#### Aim:
How many of the lines below contain the string "wood"? Treat uppercase and lowercase as different, and reply with the number alone.

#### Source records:

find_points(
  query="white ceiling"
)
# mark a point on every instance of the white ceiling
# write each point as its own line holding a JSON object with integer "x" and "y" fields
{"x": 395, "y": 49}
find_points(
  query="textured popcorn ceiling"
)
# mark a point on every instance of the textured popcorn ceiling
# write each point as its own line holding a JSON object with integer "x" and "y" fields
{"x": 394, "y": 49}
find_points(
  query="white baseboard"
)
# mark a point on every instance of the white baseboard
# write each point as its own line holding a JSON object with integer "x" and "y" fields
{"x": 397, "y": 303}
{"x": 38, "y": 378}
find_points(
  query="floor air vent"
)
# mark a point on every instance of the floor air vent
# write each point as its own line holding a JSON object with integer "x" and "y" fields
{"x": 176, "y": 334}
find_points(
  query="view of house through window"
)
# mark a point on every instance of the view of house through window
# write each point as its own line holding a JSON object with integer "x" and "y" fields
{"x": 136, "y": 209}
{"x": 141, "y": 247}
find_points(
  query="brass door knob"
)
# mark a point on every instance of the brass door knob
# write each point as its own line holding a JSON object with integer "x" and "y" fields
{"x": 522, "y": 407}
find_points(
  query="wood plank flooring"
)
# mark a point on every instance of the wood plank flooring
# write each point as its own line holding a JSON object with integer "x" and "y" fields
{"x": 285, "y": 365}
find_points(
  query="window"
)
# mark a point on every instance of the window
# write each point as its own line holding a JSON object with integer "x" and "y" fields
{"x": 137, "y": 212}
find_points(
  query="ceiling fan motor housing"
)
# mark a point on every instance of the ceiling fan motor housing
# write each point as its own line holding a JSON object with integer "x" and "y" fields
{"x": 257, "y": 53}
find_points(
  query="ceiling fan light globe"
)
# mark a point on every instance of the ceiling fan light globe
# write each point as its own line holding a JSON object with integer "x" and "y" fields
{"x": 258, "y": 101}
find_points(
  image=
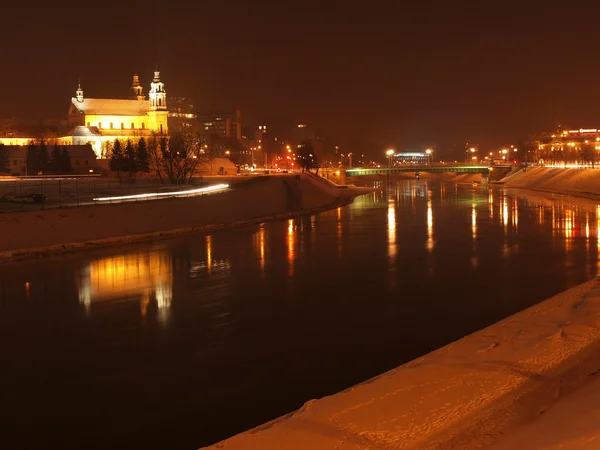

#### Correct answer:
2